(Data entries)
● ● ● ● ● ● ●
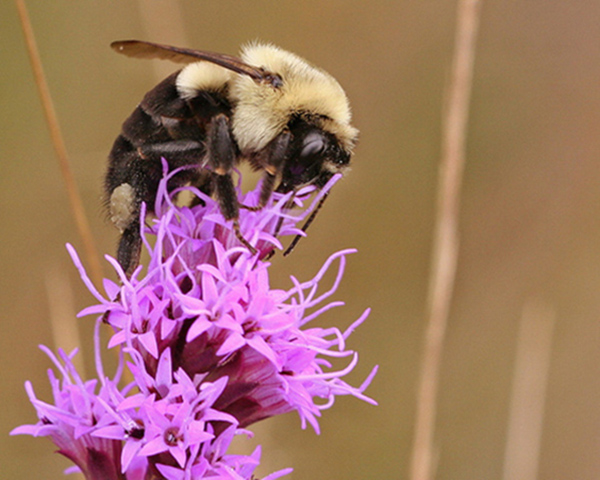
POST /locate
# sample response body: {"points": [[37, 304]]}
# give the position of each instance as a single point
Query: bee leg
{"points": [[130, 248], [310, 219], [222, 155]]}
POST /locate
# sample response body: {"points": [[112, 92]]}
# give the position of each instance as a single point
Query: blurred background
● ● ● ● ● ● ●
WHAT TO WORK ON:
Read through the entries and count the lines where "response" appears; respond with the number only.

ANSWER AREA:
2